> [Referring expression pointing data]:

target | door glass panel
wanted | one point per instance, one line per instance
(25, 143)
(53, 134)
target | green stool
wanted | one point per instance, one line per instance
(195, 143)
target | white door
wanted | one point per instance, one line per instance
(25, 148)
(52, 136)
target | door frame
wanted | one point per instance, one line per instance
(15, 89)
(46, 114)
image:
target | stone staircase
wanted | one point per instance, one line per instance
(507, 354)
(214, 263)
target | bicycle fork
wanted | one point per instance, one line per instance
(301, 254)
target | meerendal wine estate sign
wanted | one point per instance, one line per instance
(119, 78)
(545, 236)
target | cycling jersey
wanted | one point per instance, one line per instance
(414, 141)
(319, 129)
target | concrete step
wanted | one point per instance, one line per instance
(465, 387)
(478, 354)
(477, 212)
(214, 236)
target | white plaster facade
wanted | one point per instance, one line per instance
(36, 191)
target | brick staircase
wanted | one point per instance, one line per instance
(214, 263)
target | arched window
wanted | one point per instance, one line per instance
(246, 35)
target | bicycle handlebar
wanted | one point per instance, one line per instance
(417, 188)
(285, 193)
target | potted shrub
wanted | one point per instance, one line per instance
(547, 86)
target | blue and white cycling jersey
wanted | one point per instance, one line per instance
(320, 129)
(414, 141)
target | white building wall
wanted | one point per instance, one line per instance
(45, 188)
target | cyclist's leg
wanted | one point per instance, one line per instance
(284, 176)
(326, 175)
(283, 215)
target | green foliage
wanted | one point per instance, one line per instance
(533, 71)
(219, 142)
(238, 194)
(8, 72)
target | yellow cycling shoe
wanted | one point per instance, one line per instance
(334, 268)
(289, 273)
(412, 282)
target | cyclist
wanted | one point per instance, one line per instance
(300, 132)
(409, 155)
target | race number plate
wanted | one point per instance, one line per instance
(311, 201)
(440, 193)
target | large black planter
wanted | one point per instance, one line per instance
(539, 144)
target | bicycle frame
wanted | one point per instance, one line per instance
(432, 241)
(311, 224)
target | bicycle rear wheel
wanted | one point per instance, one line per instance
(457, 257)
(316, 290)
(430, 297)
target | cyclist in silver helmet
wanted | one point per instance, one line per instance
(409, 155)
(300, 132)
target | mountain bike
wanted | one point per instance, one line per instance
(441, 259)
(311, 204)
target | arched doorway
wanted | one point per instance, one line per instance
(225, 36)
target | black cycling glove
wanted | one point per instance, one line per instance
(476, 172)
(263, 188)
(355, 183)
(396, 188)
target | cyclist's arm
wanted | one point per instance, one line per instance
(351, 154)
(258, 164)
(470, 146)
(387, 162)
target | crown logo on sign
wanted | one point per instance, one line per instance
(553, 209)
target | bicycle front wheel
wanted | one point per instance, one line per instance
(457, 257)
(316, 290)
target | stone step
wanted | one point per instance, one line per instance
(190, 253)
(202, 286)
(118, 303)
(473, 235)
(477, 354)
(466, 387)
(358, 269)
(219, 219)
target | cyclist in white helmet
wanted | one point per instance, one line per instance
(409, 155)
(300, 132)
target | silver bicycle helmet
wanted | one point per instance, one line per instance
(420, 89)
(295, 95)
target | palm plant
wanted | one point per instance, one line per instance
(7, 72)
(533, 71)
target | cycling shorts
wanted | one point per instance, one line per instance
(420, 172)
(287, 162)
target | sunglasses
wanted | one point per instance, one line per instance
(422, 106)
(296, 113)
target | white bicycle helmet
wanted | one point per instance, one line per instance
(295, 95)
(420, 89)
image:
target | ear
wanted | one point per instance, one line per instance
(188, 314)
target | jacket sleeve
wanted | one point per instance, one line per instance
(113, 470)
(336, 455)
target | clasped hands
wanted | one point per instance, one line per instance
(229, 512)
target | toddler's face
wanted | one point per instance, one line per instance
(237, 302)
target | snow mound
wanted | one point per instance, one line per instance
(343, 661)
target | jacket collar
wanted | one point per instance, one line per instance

> [Activity]:
Copy all lines of the preceding data that hold the word "green".

> [Answer box]:
target | green stool
target | green foliage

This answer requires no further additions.